Action item: In the records below, please retype word for word every line from the one containing "Capture the lawn" through the final one, both included, and nothing else.
▬▬▬▬▬▬
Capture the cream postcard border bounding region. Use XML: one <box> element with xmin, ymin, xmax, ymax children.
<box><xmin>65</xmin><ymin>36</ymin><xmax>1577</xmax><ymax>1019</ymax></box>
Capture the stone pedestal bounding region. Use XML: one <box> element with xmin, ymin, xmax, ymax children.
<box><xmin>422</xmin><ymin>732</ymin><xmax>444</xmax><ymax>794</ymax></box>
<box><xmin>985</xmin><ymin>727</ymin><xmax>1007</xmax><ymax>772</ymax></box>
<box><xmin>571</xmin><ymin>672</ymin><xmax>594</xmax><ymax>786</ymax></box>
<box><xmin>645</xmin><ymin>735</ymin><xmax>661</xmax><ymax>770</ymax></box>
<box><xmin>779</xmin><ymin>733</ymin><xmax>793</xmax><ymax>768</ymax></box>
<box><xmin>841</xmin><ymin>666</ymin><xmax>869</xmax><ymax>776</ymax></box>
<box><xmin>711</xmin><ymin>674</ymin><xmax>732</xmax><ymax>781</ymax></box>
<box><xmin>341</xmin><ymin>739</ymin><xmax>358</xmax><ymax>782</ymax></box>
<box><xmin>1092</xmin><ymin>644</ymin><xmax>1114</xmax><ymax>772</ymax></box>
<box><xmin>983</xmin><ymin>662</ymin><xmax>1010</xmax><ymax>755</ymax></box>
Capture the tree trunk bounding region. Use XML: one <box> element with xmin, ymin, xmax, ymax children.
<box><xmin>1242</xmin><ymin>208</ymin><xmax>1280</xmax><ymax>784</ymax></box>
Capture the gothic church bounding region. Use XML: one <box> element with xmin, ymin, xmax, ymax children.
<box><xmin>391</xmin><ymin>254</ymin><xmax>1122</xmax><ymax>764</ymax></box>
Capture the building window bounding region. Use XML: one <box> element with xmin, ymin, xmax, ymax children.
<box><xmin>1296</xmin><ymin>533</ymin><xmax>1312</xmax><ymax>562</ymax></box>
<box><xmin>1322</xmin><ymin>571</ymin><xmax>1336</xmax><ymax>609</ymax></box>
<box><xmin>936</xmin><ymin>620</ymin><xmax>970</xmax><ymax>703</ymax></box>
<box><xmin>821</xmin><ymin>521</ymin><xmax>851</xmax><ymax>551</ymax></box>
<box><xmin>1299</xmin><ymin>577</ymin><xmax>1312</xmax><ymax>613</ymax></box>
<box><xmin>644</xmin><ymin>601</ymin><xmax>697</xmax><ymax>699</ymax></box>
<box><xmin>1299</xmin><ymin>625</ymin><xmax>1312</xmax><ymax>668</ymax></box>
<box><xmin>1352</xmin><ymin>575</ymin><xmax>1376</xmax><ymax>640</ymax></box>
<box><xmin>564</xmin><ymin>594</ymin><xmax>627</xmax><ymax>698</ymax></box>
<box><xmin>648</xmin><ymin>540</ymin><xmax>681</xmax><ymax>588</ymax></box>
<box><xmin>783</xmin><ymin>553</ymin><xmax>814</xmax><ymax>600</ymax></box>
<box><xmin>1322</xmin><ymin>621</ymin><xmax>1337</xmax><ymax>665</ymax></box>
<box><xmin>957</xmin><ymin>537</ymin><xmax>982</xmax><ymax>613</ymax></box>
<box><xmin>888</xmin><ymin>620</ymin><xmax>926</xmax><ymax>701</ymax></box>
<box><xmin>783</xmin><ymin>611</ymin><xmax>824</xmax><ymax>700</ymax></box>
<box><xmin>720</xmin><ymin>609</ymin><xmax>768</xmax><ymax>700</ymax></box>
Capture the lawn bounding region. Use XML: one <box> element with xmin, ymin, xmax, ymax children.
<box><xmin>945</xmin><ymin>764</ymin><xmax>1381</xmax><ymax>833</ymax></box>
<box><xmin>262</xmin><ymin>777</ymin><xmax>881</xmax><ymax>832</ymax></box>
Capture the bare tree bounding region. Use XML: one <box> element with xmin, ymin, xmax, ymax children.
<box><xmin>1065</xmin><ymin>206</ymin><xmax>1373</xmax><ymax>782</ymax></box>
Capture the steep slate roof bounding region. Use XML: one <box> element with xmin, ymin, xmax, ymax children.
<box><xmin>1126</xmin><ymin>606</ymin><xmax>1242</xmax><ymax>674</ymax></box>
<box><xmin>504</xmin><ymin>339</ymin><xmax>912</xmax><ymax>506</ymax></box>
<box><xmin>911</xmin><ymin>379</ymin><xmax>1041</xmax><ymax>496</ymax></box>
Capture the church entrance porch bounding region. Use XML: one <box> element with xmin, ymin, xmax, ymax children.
▬▬▬▬▬▬
Exercise response:
Capture the lawn bounding region. Use XML: one <box> element with xmin, ymin, xmax, ymax children.
<box><xmin>945</xmin><ymin>764</ymin><xmax>1381</xmax><ymax>833</ymax></box>
<box><xmin>262</xmin><ymin>777</ymin><xmax>881</xmax><ymax>832</ymax></box>
Capture the bare tree bounding region. Use XML: one <box> element with xmin, ymin, xmax, ymax children.
<box><xmin>1065</xmin><ymin>206</ymin><xmax>1373</xmax><ymax>782</ymax></box>
Capture the steep slate roof bounding region. Use XML: one <box> element with xmin, ymin, xmax, ymax children.
<box><xmin>1126</xmin><ymin>606</ymin><xmax>1242</xmax><ymax>674</ymax></box>
<box><xmin>504</xmin><ymin>339</ymin><xmax>912</xmax><ymax>506</ymax></box>
<box><xmin>911</xmin><ymin>379</ymin><xmax>1041</xmax><ymax>496</ymax></box>
Capture the church entrance porch bounding region. Use XML: one <box> element with xmin, ymin, xmax, ymax children.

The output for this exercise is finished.